- _DESCRIPTION OF THE TASK_
With nothing omitted, transcribe the entries exactly as written.

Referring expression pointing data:
-- Opening Marker --

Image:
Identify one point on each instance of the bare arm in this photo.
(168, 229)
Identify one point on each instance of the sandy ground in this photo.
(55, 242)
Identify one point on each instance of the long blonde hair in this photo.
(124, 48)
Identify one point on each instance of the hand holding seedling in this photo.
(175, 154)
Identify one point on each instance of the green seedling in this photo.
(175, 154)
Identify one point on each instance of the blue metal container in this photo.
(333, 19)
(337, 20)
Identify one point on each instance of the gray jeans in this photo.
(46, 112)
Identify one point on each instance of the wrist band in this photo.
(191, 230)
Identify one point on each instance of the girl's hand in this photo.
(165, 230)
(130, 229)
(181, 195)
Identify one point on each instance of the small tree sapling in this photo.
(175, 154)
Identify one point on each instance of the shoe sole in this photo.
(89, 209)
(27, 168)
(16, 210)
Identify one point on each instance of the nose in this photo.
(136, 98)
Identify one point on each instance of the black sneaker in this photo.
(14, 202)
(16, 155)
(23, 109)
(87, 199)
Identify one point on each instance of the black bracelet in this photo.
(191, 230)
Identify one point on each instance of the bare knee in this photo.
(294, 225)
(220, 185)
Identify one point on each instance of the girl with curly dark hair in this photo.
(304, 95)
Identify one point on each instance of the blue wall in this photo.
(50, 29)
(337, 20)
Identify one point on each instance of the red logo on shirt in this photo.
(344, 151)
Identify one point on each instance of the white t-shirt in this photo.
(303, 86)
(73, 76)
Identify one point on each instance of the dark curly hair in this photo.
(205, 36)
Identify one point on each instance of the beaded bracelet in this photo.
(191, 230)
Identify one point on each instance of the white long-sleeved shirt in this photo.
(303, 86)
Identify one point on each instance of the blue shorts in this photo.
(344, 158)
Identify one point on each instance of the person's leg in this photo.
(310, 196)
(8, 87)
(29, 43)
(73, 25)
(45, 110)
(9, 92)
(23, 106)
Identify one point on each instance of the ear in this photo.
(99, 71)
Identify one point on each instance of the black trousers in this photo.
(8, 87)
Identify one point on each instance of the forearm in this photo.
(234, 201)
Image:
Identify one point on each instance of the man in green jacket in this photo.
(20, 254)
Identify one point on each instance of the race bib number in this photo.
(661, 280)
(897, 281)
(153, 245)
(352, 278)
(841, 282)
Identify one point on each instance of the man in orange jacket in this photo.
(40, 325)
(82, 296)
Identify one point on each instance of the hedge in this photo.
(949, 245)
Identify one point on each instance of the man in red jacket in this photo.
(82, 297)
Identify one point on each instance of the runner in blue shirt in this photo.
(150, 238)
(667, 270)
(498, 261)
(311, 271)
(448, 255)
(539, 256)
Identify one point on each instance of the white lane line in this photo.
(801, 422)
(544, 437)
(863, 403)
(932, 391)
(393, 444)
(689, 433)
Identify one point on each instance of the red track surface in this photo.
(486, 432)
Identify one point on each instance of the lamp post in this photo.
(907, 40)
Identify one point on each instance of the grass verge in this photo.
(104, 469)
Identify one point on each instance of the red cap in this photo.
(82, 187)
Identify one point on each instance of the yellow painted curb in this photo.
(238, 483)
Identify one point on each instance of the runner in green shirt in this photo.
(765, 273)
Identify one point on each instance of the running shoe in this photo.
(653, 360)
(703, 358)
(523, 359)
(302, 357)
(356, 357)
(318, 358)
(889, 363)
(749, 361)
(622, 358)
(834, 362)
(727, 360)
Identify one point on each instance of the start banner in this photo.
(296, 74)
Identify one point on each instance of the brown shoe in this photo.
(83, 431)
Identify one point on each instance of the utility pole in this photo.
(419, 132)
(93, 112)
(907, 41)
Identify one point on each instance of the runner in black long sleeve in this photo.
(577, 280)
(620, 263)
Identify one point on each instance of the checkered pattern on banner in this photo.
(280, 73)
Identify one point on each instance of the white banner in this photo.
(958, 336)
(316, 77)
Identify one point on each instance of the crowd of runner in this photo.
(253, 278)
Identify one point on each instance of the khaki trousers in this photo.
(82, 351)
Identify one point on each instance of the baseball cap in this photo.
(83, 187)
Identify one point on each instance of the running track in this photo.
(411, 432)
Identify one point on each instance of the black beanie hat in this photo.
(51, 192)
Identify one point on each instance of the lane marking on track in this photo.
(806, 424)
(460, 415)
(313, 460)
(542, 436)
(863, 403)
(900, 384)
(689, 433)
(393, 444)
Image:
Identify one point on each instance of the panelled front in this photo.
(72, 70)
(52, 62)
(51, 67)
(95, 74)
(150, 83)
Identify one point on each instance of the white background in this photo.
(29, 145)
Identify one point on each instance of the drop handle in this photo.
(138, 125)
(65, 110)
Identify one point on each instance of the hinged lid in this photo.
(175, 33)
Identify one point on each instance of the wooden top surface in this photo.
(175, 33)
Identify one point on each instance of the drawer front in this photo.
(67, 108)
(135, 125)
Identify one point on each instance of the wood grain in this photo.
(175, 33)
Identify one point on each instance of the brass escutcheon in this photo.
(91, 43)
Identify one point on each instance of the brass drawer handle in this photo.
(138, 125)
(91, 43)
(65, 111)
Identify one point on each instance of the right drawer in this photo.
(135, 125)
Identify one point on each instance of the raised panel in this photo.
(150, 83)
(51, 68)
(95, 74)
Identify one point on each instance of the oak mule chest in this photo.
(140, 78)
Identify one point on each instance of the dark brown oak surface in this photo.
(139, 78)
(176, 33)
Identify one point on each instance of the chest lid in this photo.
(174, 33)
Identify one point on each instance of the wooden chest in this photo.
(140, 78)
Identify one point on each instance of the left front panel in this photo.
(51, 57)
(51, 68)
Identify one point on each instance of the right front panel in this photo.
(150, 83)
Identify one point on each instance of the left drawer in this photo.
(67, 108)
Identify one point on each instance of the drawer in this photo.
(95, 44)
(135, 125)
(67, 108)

-- Closing Marker --

- _TASK SOLUTION_
Image:
Identify one point on each instance of the bare arm in this photo.
(168, 229)
Identify one point on each instance of the sandy ground in this photo.
(55, 242)
Identify one point on each instance of the long blonde hair in this photo.
(124, 48)
Identify one point on each instance of the hand holding seedling in this photo.
(175, 154)
Identify one point on each instance of the green seedling in this photo.
(175, 154)
Identify one point on each instance of the blue metal container in this photo.
(333, 19)
(337, 20)
Identify one point on each instance of the gray jeans in this photo.
(46, 112)
Identify one point on each instance of the wrist band in this photo.
(191, 230)
Identify one point on each instance of the girl's hand in this photo.
(165, 230)
(130, 229)
(181, 195)
Identify one point on each instance of the small tree sapling in this photo.
(175, 154)
Identify one point on each instance of the shoe sole in this photo.
(89, 209)
(27, 168)
(16, 210)
Identify one point on each instance of the nose in this photo.
(136, 98)
Identify one point on each instance of the black sneaker in this photo.
(14, 202)
(16, 155)
(23, 109)
(87, 199)
Identify one point on each instance of the black bracelet in this photo.
(191, 230)
Identify one point on each instance of the bare knee in this photo.
(294, 225)
(220, 185)
Identify one point on each instance of the girl with curly dark hair in this photo.
(304, 95)
Identify one point on each instance of the blue wall in this photo.
(50, 29)
(337, 20)
Identify one point on each instance of the red logo on shirt in this photo.
(344, 151)
Identify one point on each instance of the white t-shirt in this photo.
(303, 86)
(73, 76)
Identify one point on each instance of the dark curly hair in this photo.
(205, 36)
Identify one point on each instance of the beaded bracelet in this photo.
(191, 230)
Identify one point on each instance of the white long-sleeved shirt in this photo.
(303, 86)
Identify one point on each instance of the blue shorts in this photo.
(344, 158)
Identify one point on each instance of the person's leg in this photo.
(310, 196)
(8, 87)
(29, 43)
(73, 25)
(45, 110)
(9, 92)
(23, 106)
Identify one point on each instance of the ear in this photo.
(99, 71)
Identify one point on each instance of the black trousers in this photo.
(8, 87)
Identify one point on each instance of the forearm in this photo.
(234, 201)
Image:
Identify one point on each instance of the man in green jacket in this photo.
(20, 254)
Identify one point on each instance of the race bib number in this photo.
(661, 280)
(897, 281)
(153, 245)
(352, 278)
(841, 282)
Identify one point on each instance of the man in orange jacket in this photo.
(40, 325)
(82, 296)
Identify one point on each instance of the hedge in this photo.
(949, 245)
Identify one point on each instance of the man in red jacket in this photo.
(82, 297)
Identify one point on each instance of the runner in blue shirt in this photo.
(150, 238)
(667, 270)
(498, 261)
(311, 271)
(448, 255)
(539, 256)
Identify one point on each instance of the white lane line in this photo.
(801, 422)
(544, 437)
(863, 403)
(932, 391)
(393, 444)
(689, 433)
Identify one point on each instance of the red track surface in this photo.
(486, 432)
Identify one point on each instance of the lamp post in this photo.
(907, 40)
Identify one point on each instance of the grass verge in this photo.
(104, 469)
Identify one point on each instance of the red cap in this photo.
(82, 187)
Identify one point on each instance of the yellow painted curb in this photo.
(238, 483)
Identify one point on each instance of the runner in green shirt in this photo.
(765, 273)
Identify one point on each instance of the running shoe in this photo.
(653, 360)
(703, 358)
(523, 359)
(302, 357)
(356, 357)
(318, 358)
(889, 363)
(749, 361)
(622, 358)
(834, 362)
(727, 360)
Identify one point on each instance of the start banner in this photo.
(296, 74)
Identify one point on each instance of the brown shoe in this photo.
(83, 431)
Identify one point on each instance of the utility pole in this photo.
(419, 132)
(93, 112)
(907, 41)
Identify one point on each instance of the runner in black long sleeve in this photo.
(577, 280)
(620, 263)
Identify one point on each instance of the checkered pattern on banner in this photo.
(280, 73)
Identify one point on each instance of the white banner in this photo.
(958, 336)
(316, 77)
Identify one point on each instance of the crowd of runner in this photo.
(253, 278)
Identify one point on each instance of the khaki trousers in this photo.
(82, 351)
Identify one point on each instance of the baseball cap in this photo.
(83, 187)
Identify one point on each instance of the running track in this photo.
(411, 432)
Identify one point on each instance of the black beanie hat in this photo.
(51, 192)
Identify one point on each instance of the lane marking on track in this photo.
(806, 424)
(460, 415)
(313, 460)
(542, 436)
(863, 403)
(900, 384)
(689, 433)
(393, 444)
Image:
Identify one point on each instance of the panelled front in this photo.
(72, 70)
(52, 62)
(51, 67)
(95, 74)
(150, 83)
Identify one point on each instance of the white background in this photo.
(29, 145)
Identify one point on each instance of the drop handle in this photo.
(138, 125)
(65, 110)
Identify one point on each instance of the hinged lid in this photo.
(175, 33)
Identify one point on each instance of the wooden top surface in this photo.
(175, 33)
Identify one point on each instance of the drawer front in this photo.
(67, 108)
(135, 125)
Identify one point on each instance of the wood grain in this photo.
(175, 33)
Identify one point on each instance of the brass escutcheon in this photo.
(91, 43)
Identify one point on each instance of the brass drawer handle in this photo.
(138, 125)
(91, 43)
(65, 111)
Identify one point on each instance of the right drawer in this photo.
(135, 125)
Identify one point on each instance of the raised panel in this photo.
(150, 83)
(51, 68)
(95, 74)
Identify one point on each instance of the oak mule chest in this photo.
(140, 78)
Identify one point on each instance of the dark brown oak surface in this photo.
(139, 78)
(176, 33)
Identify one point on each instance of the chest lid in this photo.
(174, 33)
Identify one point on each instance of the wooden chest in this photo.
(140, 78)
Identify one point on each instance of the left front panel in this photo.
(51, 57)
(51, 68)
Identify one point on each instance of the right front panel in this photo.
(150, 83)
Identify one point on each instance of the left drawer in this photo.
(67, 108)
Identify one point on each instance of the drawer in this photo.
(95, 44)
(135, 125)
(67, 108)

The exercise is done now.